#### [What to produce]
Display every line of the data below that contains the string "coords", treating uppercase and lowercase letters as distinct.

Start of Record extracts

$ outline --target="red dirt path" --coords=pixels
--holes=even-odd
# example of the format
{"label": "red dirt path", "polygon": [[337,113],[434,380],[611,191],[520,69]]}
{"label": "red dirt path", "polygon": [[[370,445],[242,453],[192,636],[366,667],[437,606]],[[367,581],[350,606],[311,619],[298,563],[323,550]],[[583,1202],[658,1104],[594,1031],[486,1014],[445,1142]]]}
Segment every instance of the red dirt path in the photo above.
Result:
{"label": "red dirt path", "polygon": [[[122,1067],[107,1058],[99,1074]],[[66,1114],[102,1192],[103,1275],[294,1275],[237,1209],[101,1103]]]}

End of Record extracts

#### [Answer in full]
$ outline --target="red dirt path" --coords=pixels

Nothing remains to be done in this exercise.